Objective 1 >>
Decide whether each statement agrees with the article on duplicate images in Paris's digital archives: (a) Paris Musées groups 14 municipal collections; (b) Paris Musées and the Atelier Parisien d'Urbanisme did their digitisation without external contractors; (c) the structured digitisation push began around 2017. Answer yes or no for each, quoting the deciding words of the article.

Extract provided >>
________________________

Paris's municipal digital infrastructure is carrying tens of thousands of duplicate images across its public-facing archives, a problem that accumulated quietly over nearly a decade of aggressive scanning campaigns and has now reached a point where storage costs and retrieval failures are forcing a formal response. The city's Direction des Affaires Culturelles, which oversees heritage digitisation across arrondissements, confirmed earlier this year that a rationalisation programme is underway, though the scale of the redundancy problem has not been officially quantified in public documents reviewed by The Daily Paris.
The timing matters. Paris 2024 Olympics legacy commitments pushed the city to accelerate public access to cultural assets — photographs of Seine-Saint-Denis urban renewal, Grand Paris Express construction documentation, and heritage imagery from sites including the Bibliothèque nationale de France's Richelieu site and the Musée Carnavalet. Speed, not deduplication, was the priority. Multiple departments uploaded independently, cross-referencing was minimal, and the same photograph of, say, a Haussmann façade on Boulevard de Magenta could end up indexed under three separate project headings with different filenames.
The Pipeline That Created the Problem
The roots go back to around 2017, when the city began a structured push to digitise neighbourhood-level planning records and architectural photographs as part of the broader Grand Paris vision. Institutions including Paris Musées — the network that groups 14 municipal collections — and the Atelier Parisien d'Urbanisme each ran their own digitisation workflows. Both used external contractors. Neither was required, at the time, to submit files through a single deduplication gateway before ingestion into shared storage systems.

________________________

Stored items >>

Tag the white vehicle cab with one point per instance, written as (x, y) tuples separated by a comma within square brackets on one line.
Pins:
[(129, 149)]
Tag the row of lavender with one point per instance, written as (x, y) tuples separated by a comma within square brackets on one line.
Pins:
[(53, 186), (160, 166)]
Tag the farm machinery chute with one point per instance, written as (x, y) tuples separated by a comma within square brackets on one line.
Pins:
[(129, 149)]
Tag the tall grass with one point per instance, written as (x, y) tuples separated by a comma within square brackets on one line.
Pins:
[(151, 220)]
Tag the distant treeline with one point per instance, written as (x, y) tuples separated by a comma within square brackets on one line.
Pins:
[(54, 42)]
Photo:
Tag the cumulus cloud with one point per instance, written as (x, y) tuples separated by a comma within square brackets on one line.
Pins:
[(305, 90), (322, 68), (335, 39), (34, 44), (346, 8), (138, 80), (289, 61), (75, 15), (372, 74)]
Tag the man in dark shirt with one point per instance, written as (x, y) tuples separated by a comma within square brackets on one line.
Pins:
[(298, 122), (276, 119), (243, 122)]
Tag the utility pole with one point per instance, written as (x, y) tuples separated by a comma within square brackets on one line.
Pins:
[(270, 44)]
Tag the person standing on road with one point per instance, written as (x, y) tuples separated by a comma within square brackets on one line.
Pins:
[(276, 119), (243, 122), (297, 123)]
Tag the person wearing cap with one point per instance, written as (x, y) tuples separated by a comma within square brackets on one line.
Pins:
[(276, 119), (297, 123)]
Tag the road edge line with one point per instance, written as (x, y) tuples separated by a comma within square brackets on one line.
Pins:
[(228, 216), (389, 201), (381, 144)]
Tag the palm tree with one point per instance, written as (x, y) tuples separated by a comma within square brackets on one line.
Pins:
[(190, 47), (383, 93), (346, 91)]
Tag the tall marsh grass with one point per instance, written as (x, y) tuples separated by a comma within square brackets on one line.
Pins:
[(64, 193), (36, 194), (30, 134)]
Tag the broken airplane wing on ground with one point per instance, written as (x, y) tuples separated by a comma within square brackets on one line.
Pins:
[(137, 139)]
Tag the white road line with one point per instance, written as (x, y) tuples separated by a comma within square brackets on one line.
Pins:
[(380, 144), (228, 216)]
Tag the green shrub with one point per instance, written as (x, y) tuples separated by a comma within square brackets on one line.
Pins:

________________________

Objective 2 >>
Revise the records starting with the line that contains "Tag the tall marsh" and going on through the line that contains "[(137, 139)]", replacing "Pins" with "Points" and leaving everything else unchanged.

Full answer 1 >>
(a) Yes: "the network that groups 14 municipal collections"
(b) No: "Both used external contractors."
(c) Yes: "The roots go back to around 2017"

Full answer 2 >>
Tag the tall marsh grass with one point per instance, written as (x, y) tuples separated by a comma within square brackets on one line.
Points:
[(64, 193), (36, 194), (30, 134)]
Tag the broken airplane wing on ground with one point per instance, written as (x, y) tuples separated by a comma within square brackets on one line.
Points:
[(137, 139)]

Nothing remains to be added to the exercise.